Copy the items from their start through the line containing "x=393 y=285", both ends included. Leave every request line and its format sample unchanged, multiply each x and y point coordinate in the answers by 1.25, round to whole numbers with halves going up, and omit the pictures.
================
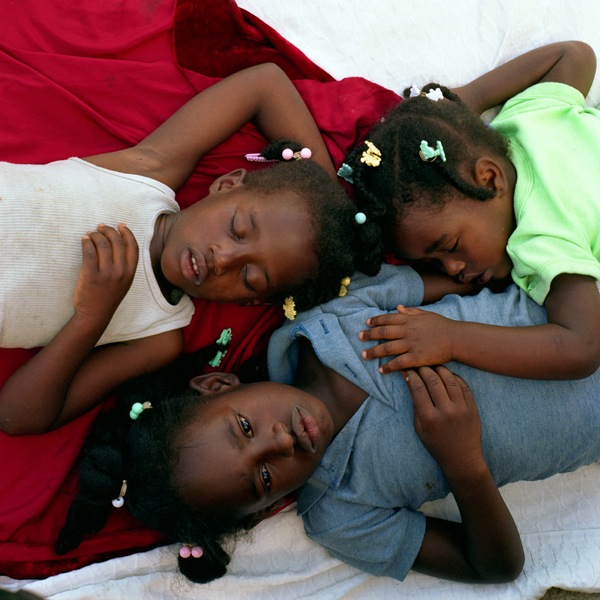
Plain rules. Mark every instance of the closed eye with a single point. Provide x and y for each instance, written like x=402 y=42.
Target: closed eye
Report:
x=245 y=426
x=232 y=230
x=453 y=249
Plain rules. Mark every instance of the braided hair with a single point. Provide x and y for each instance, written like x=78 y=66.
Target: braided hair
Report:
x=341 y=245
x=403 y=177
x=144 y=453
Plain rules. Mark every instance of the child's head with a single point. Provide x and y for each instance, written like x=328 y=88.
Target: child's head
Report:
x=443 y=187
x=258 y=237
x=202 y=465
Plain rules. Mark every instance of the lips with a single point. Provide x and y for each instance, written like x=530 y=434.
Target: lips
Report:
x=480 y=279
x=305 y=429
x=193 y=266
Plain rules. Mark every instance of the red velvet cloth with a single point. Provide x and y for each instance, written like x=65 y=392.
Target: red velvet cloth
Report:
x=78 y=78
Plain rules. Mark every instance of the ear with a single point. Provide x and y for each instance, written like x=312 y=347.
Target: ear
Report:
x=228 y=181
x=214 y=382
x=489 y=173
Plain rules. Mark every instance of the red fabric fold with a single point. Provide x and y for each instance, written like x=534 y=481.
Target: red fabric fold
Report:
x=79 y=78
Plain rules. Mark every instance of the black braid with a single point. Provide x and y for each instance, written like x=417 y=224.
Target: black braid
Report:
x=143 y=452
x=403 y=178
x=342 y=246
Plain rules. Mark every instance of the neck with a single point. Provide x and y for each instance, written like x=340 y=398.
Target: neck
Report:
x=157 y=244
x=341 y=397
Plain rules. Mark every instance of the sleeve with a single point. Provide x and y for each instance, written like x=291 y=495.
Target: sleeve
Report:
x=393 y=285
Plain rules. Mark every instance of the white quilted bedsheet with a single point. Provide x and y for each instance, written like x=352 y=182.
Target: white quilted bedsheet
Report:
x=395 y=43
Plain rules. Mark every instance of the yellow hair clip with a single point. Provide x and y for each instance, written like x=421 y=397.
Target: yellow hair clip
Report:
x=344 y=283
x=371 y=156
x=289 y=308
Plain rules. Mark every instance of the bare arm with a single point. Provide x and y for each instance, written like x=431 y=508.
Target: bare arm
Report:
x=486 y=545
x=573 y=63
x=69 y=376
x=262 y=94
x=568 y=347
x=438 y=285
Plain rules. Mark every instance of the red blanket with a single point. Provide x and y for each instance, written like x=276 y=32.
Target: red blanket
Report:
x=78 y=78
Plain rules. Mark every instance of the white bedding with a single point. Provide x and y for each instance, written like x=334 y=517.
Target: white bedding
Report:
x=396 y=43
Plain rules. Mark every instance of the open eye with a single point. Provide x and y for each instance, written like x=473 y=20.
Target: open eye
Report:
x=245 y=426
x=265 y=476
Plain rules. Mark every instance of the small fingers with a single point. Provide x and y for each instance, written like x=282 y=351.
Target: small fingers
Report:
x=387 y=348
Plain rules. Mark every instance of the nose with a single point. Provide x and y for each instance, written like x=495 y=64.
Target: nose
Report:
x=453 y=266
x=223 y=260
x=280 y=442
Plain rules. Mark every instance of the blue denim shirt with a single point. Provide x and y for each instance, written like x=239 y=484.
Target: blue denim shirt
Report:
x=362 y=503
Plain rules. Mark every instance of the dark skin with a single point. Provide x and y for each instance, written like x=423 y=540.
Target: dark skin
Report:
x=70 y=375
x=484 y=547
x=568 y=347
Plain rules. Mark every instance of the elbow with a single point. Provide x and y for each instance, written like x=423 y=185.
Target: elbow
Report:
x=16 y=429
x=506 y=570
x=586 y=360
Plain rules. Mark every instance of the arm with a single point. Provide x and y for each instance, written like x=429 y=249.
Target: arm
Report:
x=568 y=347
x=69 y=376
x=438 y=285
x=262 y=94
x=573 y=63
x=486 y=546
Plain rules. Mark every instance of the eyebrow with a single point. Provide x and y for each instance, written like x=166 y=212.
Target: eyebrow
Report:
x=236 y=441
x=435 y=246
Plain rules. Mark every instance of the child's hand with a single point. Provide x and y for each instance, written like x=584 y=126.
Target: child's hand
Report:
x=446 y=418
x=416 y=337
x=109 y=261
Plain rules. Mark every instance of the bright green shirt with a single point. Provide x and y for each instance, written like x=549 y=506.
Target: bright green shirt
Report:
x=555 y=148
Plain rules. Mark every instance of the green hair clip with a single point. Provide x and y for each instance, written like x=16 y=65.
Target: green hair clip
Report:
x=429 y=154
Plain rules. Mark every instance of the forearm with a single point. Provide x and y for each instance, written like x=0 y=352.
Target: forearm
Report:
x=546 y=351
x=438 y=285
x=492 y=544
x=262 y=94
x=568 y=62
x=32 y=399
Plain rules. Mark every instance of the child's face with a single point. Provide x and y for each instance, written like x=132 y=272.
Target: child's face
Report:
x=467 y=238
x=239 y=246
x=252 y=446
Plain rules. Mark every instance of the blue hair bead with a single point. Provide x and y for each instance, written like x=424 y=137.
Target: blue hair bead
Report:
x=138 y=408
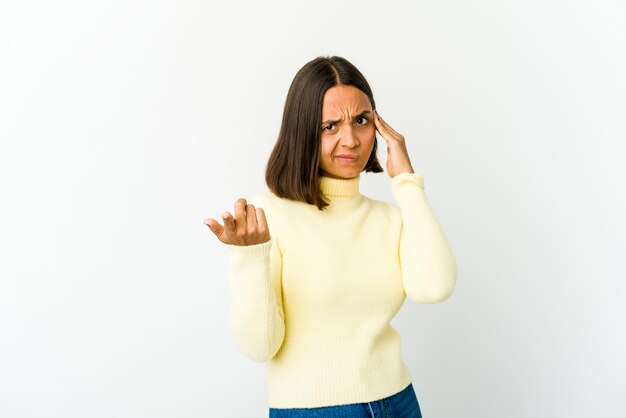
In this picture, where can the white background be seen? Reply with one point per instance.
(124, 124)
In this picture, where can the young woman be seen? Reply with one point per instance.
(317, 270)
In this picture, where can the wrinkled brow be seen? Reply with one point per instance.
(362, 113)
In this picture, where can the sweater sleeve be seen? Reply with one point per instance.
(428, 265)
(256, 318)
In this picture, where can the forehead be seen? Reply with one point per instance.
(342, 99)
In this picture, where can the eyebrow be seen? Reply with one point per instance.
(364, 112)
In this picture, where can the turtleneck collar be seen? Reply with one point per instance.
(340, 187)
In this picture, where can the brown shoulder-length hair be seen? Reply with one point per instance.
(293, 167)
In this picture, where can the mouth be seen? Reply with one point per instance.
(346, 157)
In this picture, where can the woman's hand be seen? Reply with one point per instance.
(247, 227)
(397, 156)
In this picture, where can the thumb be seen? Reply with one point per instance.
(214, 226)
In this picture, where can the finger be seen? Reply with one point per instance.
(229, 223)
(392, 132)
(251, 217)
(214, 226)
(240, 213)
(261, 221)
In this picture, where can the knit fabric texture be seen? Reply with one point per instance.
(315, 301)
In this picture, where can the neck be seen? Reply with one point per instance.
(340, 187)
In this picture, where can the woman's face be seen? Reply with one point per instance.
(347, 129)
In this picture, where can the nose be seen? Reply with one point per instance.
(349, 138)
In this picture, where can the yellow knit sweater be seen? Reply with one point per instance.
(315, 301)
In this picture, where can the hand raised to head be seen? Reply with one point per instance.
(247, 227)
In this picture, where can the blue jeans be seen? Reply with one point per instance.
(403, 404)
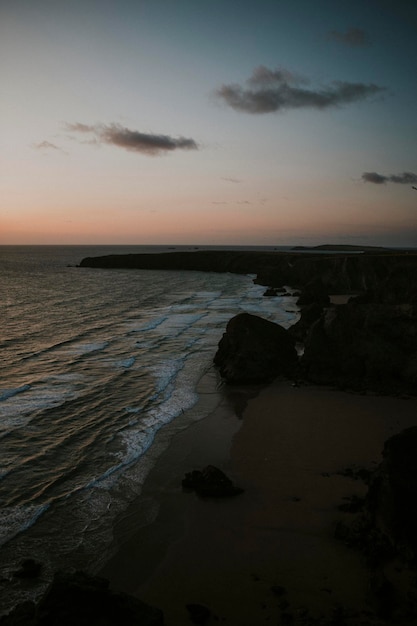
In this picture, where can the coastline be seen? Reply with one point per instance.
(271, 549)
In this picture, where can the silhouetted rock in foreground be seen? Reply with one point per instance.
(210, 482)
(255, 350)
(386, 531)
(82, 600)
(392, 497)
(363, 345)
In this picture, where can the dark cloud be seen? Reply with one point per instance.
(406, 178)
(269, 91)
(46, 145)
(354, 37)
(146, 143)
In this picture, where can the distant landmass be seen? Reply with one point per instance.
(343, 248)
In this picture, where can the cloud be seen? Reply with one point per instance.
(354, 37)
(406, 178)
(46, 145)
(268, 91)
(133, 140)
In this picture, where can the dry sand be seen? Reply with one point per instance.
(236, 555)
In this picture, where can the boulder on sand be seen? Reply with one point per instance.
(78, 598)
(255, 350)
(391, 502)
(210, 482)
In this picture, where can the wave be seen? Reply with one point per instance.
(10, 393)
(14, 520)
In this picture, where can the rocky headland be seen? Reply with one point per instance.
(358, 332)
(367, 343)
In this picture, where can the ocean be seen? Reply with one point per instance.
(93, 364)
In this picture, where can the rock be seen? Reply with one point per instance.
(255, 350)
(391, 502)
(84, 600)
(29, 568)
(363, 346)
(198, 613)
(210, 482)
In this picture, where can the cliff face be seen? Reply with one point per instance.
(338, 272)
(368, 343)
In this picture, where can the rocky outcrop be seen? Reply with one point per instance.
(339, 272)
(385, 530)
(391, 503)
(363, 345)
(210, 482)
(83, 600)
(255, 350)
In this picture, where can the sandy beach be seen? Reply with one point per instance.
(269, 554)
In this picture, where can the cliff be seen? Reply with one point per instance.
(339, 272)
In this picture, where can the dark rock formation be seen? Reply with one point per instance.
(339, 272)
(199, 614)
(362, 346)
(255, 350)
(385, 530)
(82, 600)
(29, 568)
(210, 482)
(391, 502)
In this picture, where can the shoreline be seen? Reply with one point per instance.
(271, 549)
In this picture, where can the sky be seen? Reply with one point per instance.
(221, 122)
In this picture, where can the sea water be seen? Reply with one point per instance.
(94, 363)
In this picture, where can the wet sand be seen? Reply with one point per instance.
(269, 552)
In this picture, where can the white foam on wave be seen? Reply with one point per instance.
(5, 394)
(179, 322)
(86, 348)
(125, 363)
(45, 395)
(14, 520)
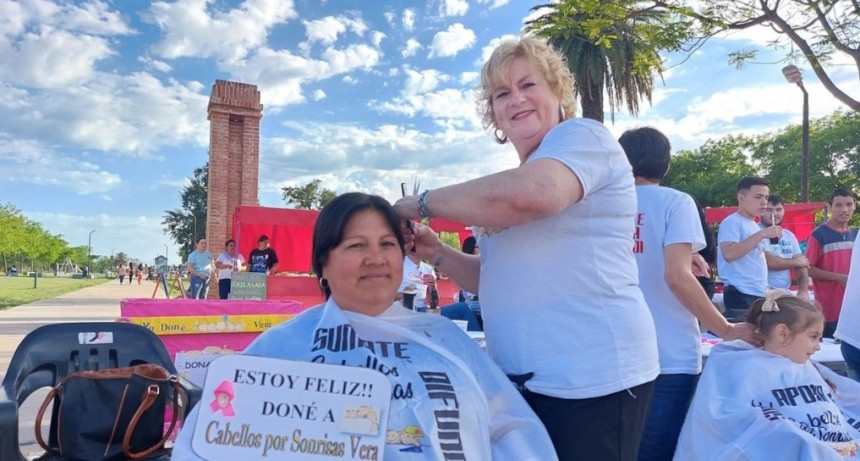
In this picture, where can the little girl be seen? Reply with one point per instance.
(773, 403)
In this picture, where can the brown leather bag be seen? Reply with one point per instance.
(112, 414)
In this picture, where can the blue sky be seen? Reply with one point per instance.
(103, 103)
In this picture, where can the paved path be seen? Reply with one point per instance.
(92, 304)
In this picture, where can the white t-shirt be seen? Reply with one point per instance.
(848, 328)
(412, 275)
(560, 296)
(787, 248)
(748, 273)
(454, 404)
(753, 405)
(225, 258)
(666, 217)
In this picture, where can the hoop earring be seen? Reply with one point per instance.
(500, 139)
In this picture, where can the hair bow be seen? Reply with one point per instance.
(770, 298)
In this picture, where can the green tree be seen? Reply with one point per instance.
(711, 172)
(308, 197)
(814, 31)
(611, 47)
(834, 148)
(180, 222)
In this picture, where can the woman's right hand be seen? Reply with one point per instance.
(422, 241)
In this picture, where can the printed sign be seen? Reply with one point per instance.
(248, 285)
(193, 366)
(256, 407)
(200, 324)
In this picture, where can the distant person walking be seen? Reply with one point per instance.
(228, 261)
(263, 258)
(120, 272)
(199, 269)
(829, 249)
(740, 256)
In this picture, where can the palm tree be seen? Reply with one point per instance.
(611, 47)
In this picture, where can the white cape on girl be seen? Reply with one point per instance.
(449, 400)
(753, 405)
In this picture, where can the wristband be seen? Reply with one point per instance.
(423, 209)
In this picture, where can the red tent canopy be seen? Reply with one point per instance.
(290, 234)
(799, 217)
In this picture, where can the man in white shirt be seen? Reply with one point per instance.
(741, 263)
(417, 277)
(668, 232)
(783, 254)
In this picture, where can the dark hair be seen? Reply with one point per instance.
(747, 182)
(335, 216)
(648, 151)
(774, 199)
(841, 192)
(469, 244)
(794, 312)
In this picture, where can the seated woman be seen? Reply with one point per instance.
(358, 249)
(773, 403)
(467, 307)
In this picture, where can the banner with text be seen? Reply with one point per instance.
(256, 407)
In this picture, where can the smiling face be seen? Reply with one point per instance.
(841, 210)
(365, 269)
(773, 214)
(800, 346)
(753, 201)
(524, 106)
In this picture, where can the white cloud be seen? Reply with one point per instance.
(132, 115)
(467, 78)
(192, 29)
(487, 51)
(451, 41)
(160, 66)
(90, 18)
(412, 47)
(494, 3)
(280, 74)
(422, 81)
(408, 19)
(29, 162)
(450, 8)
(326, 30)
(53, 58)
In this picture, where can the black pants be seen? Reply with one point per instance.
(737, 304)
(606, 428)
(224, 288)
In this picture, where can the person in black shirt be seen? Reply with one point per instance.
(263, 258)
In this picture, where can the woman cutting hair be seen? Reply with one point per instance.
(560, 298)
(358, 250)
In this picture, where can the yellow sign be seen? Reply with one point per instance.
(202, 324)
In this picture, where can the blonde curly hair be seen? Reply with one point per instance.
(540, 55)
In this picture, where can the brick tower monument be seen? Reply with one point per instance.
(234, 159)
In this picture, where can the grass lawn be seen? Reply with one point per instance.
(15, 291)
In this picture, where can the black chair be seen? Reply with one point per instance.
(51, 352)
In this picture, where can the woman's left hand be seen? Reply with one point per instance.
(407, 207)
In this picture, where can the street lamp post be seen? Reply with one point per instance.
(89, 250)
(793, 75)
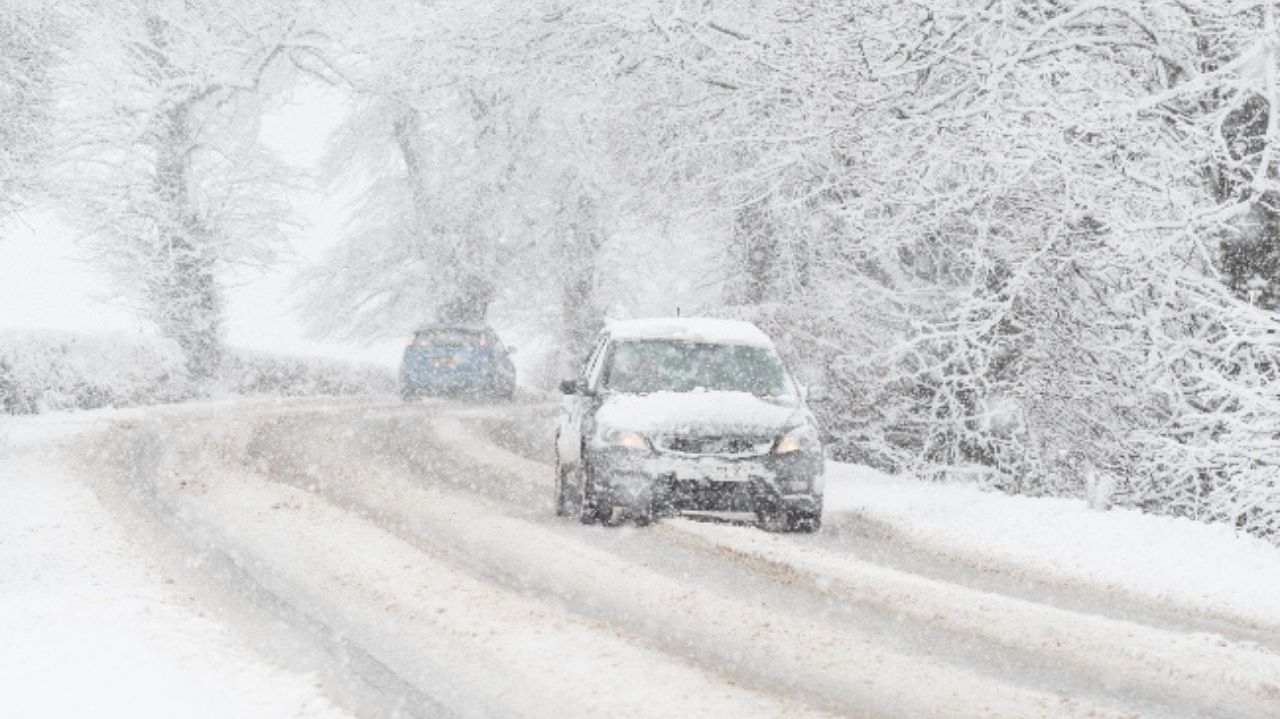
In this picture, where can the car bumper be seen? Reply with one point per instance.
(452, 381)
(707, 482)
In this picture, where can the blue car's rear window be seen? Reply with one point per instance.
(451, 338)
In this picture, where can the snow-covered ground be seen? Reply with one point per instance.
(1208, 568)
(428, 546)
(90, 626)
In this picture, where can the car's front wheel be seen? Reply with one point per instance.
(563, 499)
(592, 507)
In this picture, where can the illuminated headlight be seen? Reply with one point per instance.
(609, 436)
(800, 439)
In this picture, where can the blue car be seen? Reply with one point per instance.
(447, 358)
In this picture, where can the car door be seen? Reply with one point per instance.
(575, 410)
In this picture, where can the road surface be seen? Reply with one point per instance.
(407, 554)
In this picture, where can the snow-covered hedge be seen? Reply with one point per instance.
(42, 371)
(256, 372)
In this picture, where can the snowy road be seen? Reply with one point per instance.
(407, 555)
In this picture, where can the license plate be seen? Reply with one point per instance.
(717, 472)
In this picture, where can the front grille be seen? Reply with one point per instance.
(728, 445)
================
* ANSWER TO THIS EXERCISE
Plain rules. Mark every instance of the closed eye with a single point. Provide x and y for each instance, written like x=402 y=42.
Target: closed eye
Report:
x=306 y=533
x=290 y=288
x=566 y=311
Plain rules. Mark every instance of the braided hair with a single point. Provide x and y for each instance, written like x=78 y=66.
Target: braided hair
Report:
x=426 y=306
x=504 y=221
x=180 y=566
Plain rules. Mark every instance of the child's head with a single point. Provide x and y for each instance, written like x=328 y=88.
Target: child's head
Report:
x=554 y=234
x=323 y=296
x=253 y=581
Plain rules. Mark every instance of the lips with a single point. Provide x and y for each instance, written like x=530 y=434.
Target: lips
Report:
x=600 y=349
x=381 y=536
x=241 y=333
Plain rules. Mark every instance of the red velvet cloth with a single point. Provide x and y for each instance, written like x=65 y=392.
Target: red velvet cloth
Report:
x=98 y=98
Plain rules. Mark every instance of the ear with a single point. Provide x and y for each instance, written like x=312 y=347.
Target: ear
Report:
x=285 y=226
x=268 y=478
x=611 y=216
Plain rules. Mark every instance of the red fabric fold with a single point. Provide x and y for each instance, written like x=534 y=481.
Target: red fabric fold
Report:
x=99 y=98
Plain rules. Mark every instance of the black braid with a single point. Provide x and y for each instance, written like x=417 y=224.
Target: black braid
Report:
x=179 y=565
x=504 y=223
x=428 y=308
Plain rules. Mark every instance of the neck with a single point. Provide x and y for each instance, written like x=340 y=398.
Target: neck
Report:
x=196 y=305
x=426 y=496
Plain rules. Mark every instance of the sleeve with a single point. Provide x and y for each instance, written like x=291 y=495.
Target: sleeve
Report:
x=491 y=356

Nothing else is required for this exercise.